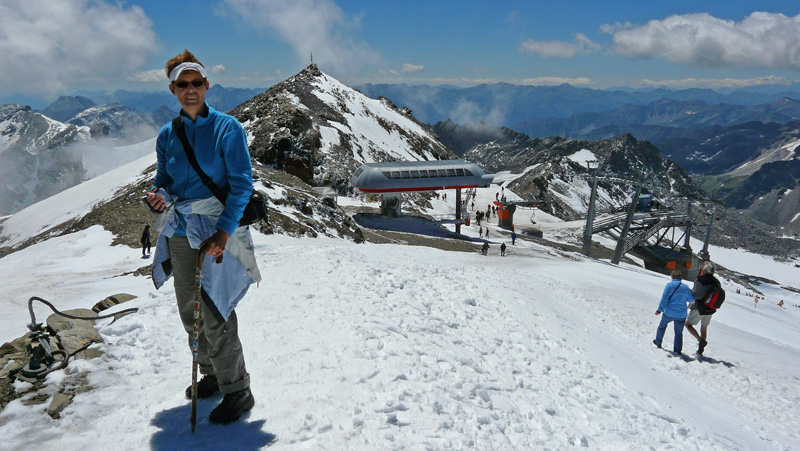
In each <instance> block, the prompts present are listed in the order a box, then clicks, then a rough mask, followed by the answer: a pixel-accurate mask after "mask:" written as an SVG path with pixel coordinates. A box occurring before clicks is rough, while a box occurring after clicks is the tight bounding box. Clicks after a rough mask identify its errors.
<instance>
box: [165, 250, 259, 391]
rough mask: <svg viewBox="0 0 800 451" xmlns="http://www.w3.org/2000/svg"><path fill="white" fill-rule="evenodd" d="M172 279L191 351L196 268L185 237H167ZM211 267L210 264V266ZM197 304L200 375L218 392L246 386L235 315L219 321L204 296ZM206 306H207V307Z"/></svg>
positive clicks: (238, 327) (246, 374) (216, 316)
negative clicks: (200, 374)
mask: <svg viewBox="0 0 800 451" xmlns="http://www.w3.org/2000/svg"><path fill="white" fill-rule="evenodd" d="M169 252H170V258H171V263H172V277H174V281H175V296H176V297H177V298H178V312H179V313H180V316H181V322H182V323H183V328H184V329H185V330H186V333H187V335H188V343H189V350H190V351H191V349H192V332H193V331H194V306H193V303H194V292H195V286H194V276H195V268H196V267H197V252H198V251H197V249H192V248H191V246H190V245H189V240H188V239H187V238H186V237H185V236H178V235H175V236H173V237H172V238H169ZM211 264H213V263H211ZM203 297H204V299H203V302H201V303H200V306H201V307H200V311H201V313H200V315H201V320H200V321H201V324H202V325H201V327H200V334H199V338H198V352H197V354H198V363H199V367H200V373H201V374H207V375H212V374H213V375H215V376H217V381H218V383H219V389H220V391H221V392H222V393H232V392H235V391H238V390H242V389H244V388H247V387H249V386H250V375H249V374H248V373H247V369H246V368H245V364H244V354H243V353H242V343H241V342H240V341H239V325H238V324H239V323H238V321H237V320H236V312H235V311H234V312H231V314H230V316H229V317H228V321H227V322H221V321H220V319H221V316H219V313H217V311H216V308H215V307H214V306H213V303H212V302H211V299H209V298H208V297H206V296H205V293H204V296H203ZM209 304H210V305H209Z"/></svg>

...

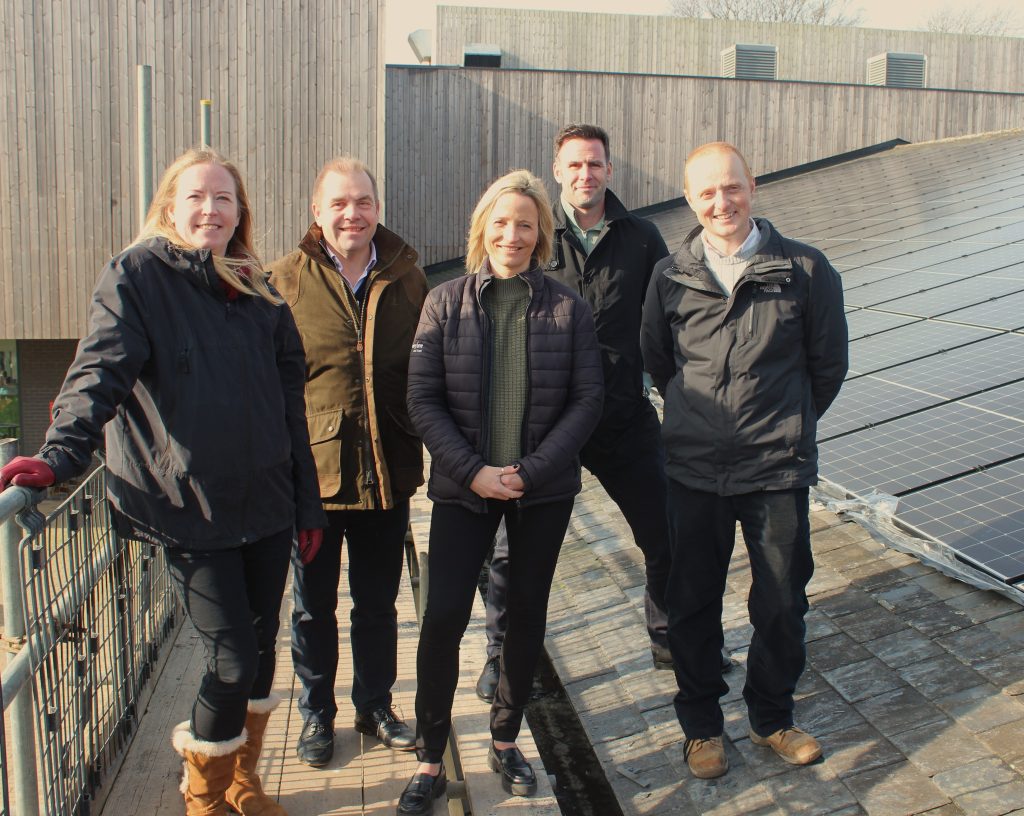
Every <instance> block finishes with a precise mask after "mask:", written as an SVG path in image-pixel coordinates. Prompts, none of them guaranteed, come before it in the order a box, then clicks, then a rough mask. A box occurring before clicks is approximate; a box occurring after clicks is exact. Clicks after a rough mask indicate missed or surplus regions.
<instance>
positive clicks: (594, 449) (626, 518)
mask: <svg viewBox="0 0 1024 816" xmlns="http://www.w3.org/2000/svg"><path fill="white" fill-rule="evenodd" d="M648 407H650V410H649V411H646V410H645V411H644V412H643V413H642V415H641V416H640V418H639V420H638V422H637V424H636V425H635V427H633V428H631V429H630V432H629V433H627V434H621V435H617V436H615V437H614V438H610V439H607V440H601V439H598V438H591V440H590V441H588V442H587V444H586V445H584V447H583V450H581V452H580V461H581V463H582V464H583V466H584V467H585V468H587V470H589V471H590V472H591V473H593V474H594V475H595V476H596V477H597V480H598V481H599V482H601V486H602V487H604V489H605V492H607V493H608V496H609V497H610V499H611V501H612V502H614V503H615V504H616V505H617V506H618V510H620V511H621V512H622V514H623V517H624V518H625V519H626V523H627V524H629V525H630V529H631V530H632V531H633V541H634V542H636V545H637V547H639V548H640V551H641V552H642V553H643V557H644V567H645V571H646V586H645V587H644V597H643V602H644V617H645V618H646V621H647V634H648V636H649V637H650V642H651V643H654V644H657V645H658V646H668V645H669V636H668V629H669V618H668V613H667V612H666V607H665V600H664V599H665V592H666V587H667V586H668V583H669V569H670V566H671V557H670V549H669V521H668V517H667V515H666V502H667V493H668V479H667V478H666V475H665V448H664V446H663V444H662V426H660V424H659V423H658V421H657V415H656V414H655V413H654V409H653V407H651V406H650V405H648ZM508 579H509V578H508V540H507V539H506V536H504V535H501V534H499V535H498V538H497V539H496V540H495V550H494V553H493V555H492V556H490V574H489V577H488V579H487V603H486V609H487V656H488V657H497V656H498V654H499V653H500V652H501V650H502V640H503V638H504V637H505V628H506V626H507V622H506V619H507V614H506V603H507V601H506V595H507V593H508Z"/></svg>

**Problem**
Would you print, exactly as written, every line above from the one holding "In each <instance>" through the one holding "positive clicks: (238, 327)", with both included and no other lines?

**Exercise solution**
In each <instance> block, the prompts present are listed in the order a box, then clicks, then a rough mask, followed by the answer: a pixel-accurate mask after "mask:" written as an SVG path with pixel coordinates. A box occurring before clicks is rough, while a box occurring after clicks is the tight bounding box. Clicks after a rough mask identify its errors.
<instance>
box: [165, 250, 259, 391]
rough mask: <svg viewBox="0 0 800 451" xmlns="http://www.w3.org/2000/svg"><path fill="white" fill-rule="evenodd" d="M172 279L191 351L196 268L185 237H167ZM211 267L210 264V266ZM197 304L200 375L218 392L246 386L235 315L219 321L204 296ZM206 306H207V307Z"/></svg>
positive clicks: (238, 327) (246, 374) (216, 316)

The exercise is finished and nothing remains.